Te analyseren tekst:
Deze koers is het afgelopen jaar radicaal veranderd. Het leger is de Koerdische gebieden binnengetrokken en het staakt-het-vuren met de PKK is beëindigd. Straatgevechten met jonge Koerdische activisten in Diyarkbakir en twee andere steden in Turks Koerdistan hebben honderden levens gekost. Turkse academici die betrokken waren bij een petitie voor vrede zijn gearresteerd, terwijl anderen met ontslag worden bedreigd. Hiermee heropent Erdogan de oorlog tegen de Koerden die eerder werd gevoerd door de generaals die hij heeft afgezet.

Israël

Op andere fronten blijkt hetzelfde aan de gang. Historisch gezien heeft het Turkse leger goede banden met Israël. Maar de relatie met Israël verslechterde onder Erdogan. Hij sprak zich regelmatig uit tegen de Israëlische terreur tegen de Palestijnen. Hij reageerde ook
kwaad op de Israëlische aanval op de Gaza Freedom Flotilla in 2010. Bij de gewelddadige entering van een Turks schip met hulpgoederen werden negen activisten vermoord. Een tiende activist overleed nadat hij vier jaar in coma had gelegen. In september 2011 werd de Israëlische ambassadeur door Turkije het land uit gezet.

Te beantwoorden vragen:
• a. Wanneer zette Turkije volgens de tekst over Turkije de Israëlische ambassadeur het land uit?
• b. Noem alle ontwikkelingen van het afgelopen jaar die de eerste alinea van de tekst over Turkije opsomt.
• c. Schrijf de tekst over Turkije verder vanaf de laatste zin.

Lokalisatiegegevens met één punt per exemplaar
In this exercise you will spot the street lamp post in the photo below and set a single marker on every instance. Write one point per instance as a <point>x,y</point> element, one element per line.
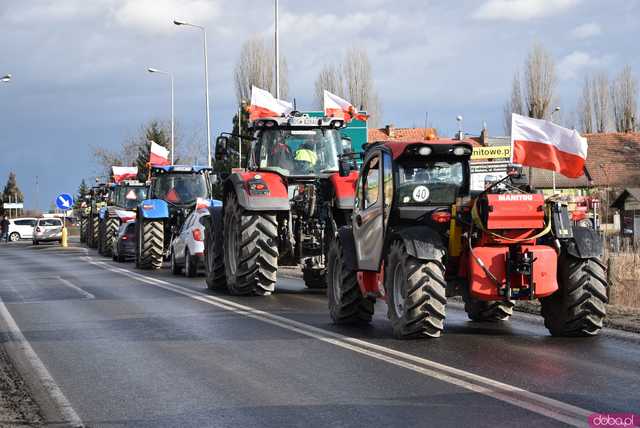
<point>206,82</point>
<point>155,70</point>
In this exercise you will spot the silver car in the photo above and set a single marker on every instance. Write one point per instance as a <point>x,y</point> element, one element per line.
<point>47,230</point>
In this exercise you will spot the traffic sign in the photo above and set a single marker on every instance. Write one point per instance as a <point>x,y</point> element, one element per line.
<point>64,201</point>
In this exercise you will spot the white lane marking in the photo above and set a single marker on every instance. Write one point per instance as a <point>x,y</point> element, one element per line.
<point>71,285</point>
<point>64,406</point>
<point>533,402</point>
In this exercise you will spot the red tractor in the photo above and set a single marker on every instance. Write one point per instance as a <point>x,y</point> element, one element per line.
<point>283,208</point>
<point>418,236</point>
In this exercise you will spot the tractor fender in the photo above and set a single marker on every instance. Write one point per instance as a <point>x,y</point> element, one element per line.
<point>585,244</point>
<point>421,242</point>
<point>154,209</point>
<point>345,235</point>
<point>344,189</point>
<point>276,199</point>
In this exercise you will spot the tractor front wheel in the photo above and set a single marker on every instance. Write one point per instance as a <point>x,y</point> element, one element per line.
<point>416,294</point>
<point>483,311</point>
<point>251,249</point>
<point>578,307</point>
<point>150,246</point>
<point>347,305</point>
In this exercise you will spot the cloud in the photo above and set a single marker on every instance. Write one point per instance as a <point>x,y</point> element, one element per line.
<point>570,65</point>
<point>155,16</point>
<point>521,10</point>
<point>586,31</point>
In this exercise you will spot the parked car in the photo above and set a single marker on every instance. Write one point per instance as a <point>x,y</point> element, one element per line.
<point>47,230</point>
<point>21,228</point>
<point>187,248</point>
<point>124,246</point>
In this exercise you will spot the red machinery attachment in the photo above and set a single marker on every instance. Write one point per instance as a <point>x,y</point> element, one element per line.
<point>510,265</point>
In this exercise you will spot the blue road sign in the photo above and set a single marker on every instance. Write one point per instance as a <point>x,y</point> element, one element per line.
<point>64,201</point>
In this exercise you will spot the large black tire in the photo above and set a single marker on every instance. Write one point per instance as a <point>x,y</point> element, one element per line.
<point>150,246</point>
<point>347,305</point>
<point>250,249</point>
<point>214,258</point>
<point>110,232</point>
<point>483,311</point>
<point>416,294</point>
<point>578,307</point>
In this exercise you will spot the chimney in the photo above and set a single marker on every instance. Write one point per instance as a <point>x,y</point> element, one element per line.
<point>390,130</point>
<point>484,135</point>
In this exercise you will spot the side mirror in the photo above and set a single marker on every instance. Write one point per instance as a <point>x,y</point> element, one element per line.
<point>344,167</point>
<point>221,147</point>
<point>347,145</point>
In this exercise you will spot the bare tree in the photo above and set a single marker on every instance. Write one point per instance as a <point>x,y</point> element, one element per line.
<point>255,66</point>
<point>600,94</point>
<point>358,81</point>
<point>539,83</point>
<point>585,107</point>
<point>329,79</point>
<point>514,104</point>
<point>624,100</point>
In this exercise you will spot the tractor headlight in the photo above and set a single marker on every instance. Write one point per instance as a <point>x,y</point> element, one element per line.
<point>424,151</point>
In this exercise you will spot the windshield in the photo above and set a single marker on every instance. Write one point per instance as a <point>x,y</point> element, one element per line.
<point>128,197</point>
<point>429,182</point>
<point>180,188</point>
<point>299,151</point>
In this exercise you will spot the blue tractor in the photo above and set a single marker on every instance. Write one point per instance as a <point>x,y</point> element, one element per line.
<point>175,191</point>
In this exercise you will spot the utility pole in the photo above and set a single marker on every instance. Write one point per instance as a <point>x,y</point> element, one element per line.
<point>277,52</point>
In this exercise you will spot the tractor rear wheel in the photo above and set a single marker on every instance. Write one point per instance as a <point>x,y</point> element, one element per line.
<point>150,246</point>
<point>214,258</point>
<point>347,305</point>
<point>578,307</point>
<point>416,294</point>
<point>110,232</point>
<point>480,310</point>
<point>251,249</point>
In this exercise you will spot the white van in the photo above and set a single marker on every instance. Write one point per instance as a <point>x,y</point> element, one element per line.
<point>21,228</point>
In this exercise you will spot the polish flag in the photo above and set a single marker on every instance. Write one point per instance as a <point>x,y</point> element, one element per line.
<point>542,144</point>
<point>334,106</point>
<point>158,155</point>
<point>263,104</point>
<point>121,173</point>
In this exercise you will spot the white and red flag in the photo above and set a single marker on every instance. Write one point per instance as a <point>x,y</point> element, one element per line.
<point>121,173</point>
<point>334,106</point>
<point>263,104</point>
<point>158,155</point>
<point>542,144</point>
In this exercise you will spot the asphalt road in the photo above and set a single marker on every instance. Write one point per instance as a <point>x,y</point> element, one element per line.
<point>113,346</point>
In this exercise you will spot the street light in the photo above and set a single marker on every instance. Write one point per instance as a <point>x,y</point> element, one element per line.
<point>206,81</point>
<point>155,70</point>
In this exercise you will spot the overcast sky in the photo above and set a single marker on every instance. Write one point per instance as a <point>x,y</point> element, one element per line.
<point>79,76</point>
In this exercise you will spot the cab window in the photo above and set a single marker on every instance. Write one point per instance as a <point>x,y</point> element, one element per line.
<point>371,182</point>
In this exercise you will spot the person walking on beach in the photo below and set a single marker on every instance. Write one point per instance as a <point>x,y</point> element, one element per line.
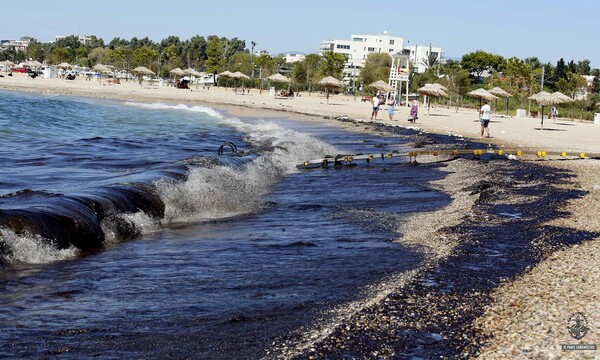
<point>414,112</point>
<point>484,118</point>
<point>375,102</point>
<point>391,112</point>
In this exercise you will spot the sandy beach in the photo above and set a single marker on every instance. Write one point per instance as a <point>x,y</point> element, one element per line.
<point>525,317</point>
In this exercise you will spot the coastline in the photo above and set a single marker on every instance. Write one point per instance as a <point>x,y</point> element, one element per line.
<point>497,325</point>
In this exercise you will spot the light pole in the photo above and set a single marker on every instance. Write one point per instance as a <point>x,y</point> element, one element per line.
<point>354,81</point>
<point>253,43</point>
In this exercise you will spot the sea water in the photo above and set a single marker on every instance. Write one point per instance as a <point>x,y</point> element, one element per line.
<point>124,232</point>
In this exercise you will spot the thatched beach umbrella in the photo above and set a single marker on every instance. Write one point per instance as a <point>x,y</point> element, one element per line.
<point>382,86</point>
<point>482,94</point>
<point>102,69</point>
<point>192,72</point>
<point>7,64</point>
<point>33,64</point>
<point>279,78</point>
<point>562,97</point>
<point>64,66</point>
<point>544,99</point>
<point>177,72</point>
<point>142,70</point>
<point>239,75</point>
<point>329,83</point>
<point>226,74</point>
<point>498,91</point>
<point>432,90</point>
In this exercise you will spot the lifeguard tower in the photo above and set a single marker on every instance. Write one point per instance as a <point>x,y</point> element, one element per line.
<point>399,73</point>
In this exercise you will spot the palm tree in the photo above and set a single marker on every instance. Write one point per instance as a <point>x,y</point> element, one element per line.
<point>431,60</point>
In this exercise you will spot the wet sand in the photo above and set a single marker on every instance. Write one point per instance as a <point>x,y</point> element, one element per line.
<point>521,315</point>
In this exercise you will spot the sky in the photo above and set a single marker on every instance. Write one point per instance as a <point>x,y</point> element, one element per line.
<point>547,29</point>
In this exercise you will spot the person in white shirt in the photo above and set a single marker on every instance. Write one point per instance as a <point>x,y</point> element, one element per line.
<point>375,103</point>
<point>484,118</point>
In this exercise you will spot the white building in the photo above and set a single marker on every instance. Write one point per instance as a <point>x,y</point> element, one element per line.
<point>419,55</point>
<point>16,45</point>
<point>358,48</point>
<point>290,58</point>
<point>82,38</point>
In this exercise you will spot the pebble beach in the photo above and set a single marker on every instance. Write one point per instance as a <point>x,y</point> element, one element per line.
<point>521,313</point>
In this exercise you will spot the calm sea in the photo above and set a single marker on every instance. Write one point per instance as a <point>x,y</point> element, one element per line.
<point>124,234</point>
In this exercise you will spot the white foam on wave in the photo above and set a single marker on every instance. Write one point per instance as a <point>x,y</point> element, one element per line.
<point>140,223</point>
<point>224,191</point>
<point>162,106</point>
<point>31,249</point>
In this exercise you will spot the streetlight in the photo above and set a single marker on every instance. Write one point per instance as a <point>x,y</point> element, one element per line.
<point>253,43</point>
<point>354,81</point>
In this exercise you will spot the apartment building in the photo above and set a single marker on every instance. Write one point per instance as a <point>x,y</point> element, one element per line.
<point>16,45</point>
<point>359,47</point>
==
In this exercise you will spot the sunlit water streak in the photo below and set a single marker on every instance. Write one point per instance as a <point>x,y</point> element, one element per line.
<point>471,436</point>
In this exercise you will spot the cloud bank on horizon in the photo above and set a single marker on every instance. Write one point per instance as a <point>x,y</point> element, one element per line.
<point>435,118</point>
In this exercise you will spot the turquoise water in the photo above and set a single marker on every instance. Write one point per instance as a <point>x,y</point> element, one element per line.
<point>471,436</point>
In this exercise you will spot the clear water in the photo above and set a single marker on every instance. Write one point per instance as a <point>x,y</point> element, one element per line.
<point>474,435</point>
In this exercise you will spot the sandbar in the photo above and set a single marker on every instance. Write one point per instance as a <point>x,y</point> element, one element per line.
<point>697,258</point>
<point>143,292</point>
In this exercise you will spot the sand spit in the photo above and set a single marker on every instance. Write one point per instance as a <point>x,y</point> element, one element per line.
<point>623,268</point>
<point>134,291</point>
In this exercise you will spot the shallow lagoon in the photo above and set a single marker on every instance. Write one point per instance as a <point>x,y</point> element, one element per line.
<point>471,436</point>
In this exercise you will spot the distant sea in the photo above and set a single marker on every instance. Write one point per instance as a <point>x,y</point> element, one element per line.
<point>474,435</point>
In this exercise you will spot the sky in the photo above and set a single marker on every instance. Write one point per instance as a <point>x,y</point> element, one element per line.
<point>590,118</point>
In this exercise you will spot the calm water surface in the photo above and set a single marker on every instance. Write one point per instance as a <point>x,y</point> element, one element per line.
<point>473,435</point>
--
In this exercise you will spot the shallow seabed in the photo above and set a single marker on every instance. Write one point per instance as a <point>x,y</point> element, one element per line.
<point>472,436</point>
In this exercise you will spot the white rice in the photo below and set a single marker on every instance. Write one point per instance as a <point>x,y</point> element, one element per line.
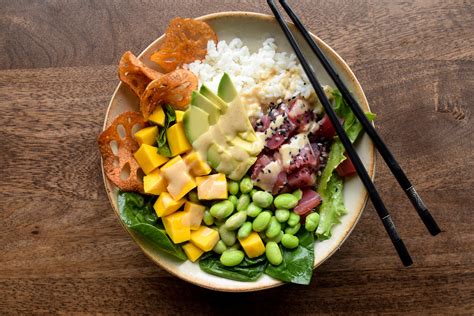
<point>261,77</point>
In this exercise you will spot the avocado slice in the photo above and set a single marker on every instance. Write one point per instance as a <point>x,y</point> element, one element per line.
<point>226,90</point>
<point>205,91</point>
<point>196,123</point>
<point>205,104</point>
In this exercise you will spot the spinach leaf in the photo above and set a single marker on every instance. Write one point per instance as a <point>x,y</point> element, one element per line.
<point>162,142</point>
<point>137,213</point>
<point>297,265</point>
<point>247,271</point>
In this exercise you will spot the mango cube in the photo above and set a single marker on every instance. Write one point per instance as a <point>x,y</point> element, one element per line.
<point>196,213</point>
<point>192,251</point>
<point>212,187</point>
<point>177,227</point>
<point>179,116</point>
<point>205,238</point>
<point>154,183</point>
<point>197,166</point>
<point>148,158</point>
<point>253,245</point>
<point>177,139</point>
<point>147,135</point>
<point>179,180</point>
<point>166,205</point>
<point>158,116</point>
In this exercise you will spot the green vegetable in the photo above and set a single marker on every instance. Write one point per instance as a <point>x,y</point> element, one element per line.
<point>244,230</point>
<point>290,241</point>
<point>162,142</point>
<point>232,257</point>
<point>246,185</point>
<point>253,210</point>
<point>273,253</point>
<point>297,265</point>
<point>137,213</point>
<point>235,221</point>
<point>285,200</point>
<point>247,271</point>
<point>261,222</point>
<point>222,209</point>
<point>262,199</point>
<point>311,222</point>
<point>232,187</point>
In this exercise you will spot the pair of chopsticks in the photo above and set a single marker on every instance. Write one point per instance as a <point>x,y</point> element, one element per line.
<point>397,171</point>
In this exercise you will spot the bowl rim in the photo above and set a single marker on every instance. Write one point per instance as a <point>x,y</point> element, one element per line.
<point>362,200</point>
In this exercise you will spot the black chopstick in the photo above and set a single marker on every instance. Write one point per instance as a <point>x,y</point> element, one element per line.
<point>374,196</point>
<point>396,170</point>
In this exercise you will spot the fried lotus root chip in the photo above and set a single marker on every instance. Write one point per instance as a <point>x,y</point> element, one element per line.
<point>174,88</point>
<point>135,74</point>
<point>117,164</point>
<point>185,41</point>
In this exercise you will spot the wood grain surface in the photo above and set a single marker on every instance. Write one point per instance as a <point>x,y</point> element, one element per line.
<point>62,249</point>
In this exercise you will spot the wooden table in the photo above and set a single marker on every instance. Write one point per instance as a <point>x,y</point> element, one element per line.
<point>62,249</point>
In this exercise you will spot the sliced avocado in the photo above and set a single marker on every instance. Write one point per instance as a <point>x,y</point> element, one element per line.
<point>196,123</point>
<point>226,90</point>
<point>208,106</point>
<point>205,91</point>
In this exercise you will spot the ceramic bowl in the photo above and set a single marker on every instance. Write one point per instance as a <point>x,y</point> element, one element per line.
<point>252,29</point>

Antwoorden per onderdeel:
• a. In september 2011.

• b.
- Het leger is de Koerdische gebieden binnengetrokken.
- Het staakt-het-vuren met de PKK is beëindigd.
- Straatgevechten met jonge Koerdische activisten in Diyarkbakir en twee andere steden in Turks Koerdistan hebben honderden levens gekost.
- Turkse academici die betrokken waren bij een petitie voor vrede zijn gearresteerd.
- Andere academici worden met ontslag bedreigd.

• c.
Maar afgelopen december werden besprekingen tussen Turkije en Israël aangekondigd om de verhoudingen te ‘normaliseren’. Waar komt deze koerswijziging vandaan?

Een groot deel van Turks links, en hun bondgenoten elders, zeggen dat Erdogan een extreme reactionair, of zelfs een fascist is. Dit gaat samen met de neiging om alle varianten van de politieke islam op één hoop te gooien met de sectarische en contrarevolutionaire politiek van Daesh. Maar dit is een verkeerde analyse.

Erdogan is op veel vlakken een vrij gewone burgerlijke politicus. De sociale basis van de AKP wordt gevormd door een nieuwe generatie kapitalisten uit Anatolië, die bijzonder succesvol zijn in de export. Het zijn relatief gelovige moslims, die traditioneel gemarginaliseerd werden. Sinds zijn oprichting door Kemal Ataturk in de jaren twintig werd de Turkse staat gedomineerd door een seculiere oligarchie waarvan het zwaartepunt in Istanboel lag. Erdogan heeft met behulp van de verkiezingen het Turkse establishment opengebroken en politieke ruimte gecreëerd voor deze nieuwe kapitalisten.

Het economische beleid van Erdogan is in grote lijnen neoliberaal. Maar op regionaal niveau heeft hij een expansionistisch beleid gevoerd. Hij heeft in het bijzonder geprobeerd het politieke vacuüm te vullen dat ontstond als gevolg van de implosie van de Arabische wereld na de revoluties van 2011.
Daarom steunde hij de regering van de Moslimbroederschap in Egypte tussen 2011 en 2012.

Hij probeerde ook de Syrische dictator Bashar al-Assad omver te werpen. Dit deed hij door diverse jihadistische groeperingen te steunen en de groei van Daesh in oost-Syrië te negeren.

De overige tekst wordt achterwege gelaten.